• **Die Aufgabe**
Geben Sie jede Zeile der nachstehenden Datenzeilen unverändert zurück, in der die Zeichenfolge „glass“ vorkommt. Beachten Sie dabei die Groß- und Kleinschreibung.

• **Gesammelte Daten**
·····

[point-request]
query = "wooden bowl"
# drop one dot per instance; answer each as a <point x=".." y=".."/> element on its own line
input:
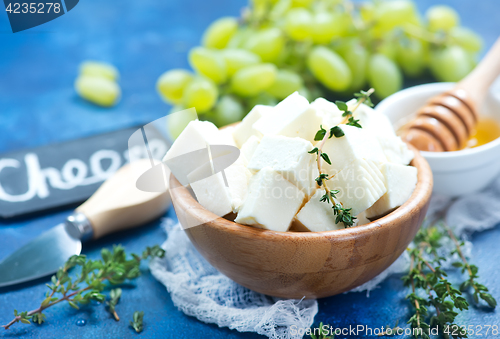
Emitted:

·····

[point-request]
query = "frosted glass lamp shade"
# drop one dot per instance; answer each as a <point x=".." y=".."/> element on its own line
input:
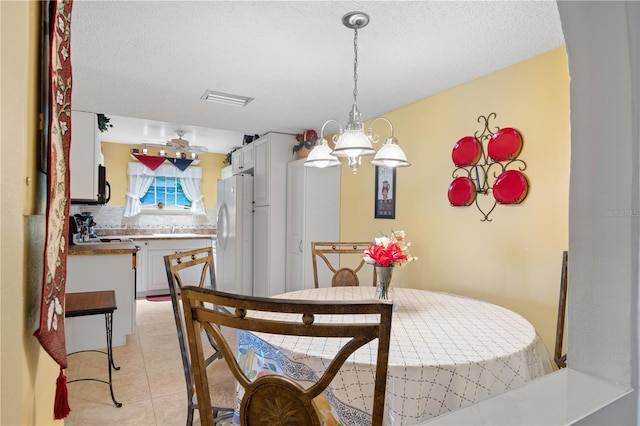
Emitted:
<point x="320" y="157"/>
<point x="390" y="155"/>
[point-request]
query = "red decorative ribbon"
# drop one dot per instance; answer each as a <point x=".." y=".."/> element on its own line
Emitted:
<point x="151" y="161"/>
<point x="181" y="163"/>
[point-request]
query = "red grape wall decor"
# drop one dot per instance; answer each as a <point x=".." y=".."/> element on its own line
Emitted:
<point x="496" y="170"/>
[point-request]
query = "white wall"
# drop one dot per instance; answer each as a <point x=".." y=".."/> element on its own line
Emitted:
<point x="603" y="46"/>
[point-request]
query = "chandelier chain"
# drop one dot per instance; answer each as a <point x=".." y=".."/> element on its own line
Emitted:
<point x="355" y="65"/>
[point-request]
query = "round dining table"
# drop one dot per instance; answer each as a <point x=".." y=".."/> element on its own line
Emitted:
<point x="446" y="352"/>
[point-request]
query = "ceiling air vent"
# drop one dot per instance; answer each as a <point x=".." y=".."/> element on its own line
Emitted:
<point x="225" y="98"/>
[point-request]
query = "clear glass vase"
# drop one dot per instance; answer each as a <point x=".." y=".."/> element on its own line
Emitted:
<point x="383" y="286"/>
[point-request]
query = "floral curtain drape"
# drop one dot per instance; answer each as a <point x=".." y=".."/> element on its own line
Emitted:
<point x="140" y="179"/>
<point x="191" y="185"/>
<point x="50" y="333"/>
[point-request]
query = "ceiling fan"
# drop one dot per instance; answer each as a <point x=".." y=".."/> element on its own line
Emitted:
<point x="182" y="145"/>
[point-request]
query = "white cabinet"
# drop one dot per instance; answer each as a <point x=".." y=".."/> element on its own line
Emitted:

·····

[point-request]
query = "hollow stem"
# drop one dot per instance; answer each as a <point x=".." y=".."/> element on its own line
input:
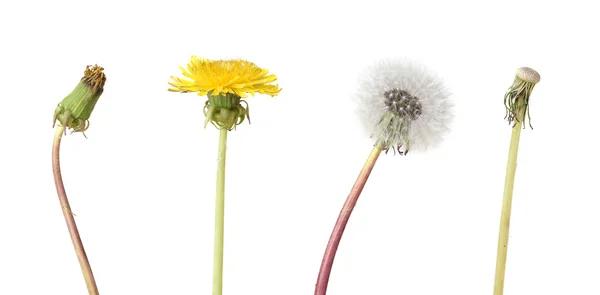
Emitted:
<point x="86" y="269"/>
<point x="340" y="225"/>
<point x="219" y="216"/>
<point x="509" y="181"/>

·····

• **Antwort zur Aufgabe**
query = "frosted glass lamp shade"
query = "clear glass vase"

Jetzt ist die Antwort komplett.